◆ ASSIGNED TASK 1: In the passage about Costa's finances, by what percentage did Costa's like-for-like sales fall at the end of last year?
◆ ASSIGNED TASK 2: Write the next part of the passage about Costa's finances, picking up after its final sentence.

◆ PASSAGE FOR REVIEW:
This just about chimes with Costa most recent financial figures. Despite being consistently popular among consumers, sales have been slowing. By mid-2017, overall growth at the company had largely drawn to a halt, and at the end of last year, it’s like-for-like sales had dropped by 1.5 percent. It is currently involved in a website and brand redesign, and in last year’s financial report, attributed potential struggles to “changes in consumer trends” that “may reduce the appeal of Costa if those trends are not properly anticipated.” Although parent company Whitbread’s total revenue was up by 8.2 percent in the beginning of 2017, Costa may not be driving that a year on.

◆ SOURCE MATERIAL:
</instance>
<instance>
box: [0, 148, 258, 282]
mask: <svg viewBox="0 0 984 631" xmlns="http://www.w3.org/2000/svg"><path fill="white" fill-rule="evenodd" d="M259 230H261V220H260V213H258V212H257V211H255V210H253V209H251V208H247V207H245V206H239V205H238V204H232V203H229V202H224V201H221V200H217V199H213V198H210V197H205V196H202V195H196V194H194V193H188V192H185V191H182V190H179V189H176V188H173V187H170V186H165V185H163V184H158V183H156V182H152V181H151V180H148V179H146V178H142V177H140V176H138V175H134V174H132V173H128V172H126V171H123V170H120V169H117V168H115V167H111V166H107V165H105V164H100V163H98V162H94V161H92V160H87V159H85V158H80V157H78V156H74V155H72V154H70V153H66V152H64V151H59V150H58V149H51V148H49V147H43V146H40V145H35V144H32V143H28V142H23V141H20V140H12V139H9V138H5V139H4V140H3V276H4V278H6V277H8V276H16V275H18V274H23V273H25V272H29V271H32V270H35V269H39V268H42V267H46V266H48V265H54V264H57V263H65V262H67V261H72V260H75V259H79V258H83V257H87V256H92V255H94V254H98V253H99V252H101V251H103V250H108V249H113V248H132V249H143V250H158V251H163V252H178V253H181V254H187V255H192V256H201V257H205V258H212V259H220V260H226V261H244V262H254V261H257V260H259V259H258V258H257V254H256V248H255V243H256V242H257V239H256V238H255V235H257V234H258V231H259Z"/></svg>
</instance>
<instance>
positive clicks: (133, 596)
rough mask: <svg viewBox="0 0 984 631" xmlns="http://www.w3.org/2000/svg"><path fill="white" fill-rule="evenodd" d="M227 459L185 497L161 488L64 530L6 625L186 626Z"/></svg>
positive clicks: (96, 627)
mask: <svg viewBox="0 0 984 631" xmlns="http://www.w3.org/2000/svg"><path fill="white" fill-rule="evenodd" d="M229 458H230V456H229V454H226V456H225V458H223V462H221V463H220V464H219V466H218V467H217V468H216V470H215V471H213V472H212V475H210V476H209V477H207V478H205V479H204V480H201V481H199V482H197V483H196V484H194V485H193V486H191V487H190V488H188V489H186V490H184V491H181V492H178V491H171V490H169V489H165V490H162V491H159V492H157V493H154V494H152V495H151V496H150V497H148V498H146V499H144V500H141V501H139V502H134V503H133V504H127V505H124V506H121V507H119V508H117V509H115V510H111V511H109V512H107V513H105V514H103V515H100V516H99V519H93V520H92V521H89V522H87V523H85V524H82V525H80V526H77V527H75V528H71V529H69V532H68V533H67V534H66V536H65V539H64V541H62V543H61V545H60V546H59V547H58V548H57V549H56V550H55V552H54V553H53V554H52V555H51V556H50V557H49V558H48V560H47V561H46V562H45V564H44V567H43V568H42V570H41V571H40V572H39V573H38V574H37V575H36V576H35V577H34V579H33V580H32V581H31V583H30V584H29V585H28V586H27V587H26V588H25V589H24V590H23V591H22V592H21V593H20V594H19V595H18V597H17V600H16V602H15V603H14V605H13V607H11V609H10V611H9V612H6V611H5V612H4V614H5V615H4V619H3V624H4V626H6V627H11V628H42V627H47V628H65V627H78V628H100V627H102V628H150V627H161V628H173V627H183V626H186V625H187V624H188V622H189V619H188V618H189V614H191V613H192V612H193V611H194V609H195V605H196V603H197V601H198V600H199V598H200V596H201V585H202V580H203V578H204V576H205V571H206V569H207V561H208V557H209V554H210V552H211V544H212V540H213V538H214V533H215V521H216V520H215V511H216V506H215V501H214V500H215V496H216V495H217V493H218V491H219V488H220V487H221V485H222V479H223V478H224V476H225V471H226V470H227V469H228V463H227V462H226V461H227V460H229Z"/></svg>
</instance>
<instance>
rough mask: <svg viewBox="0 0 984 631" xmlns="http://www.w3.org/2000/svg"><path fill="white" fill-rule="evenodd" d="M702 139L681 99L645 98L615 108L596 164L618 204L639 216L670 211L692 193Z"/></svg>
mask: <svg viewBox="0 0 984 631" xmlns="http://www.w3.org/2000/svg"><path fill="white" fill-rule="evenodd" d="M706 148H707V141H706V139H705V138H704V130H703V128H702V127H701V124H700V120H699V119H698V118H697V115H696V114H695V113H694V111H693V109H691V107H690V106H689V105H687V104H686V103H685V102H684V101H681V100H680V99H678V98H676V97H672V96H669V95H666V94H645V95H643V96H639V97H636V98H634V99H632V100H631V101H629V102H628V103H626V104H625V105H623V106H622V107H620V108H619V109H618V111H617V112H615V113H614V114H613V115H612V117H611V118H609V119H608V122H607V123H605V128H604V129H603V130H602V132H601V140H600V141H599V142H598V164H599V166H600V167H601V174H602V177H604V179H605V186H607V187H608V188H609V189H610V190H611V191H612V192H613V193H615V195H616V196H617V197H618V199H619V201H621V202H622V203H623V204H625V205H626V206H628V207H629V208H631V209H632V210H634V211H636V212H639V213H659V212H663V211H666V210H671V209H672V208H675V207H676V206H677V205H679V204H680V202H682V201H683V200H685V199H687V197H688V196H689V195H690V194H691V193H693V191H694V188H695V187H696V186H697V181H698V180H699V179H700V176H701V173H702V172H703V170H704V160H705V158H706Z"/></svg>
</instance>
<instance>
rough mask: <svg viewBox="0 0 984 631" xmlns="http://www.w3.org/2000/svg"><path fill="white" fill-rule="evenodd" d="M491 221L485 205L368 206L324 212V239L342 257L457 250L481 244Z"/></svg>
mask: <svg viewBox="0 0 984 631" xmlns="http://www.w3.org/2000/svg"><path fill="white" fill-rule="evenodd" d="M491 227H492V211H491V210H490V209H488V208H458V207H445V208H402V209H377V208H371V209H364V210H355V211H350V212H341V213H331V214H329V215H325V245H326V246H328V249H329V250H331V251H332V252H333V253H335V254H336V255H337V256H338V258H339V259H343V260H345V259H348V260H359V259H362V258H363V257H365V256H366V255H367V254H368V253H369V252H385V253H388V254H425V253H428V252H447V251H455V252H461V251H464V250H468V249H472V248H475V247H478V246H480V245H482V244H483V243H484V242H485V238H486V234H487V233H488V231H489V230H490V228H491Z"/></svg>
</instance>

◆ ANSWER 1: 1.5 percent

◆ ANSWER 2:
Despite its dull coffee, predictable decor, and terrible, terrible music, people still love Costa. Maybe this blandness is precisely what makes it so lovable. It doesn’t pretend to be your friendly neighbourhood coffee bar or serve complicated AeroPress filter blends. It isn’t publicly known to avoid paying tax like Starbucks or cut employee working hours like McDonald’s. It’s, you know, fine, and as I continue to drink its coffee throughout the week, I'm hard-pressed to describe it any other way. According to a poll I posted on Twitter, 41 percent of my followers consider Costa Coffee “good enough,” firmly cementing the public opinion of the brand as "meh". Zero percent voted to say that it was “the best.”

Towards the end of researching this piece, I receive an unprompted message from my dad.

“Costa Coffee is a fucking disgrace,” he texts me.

“At least Starbucks know how to do a flat white.”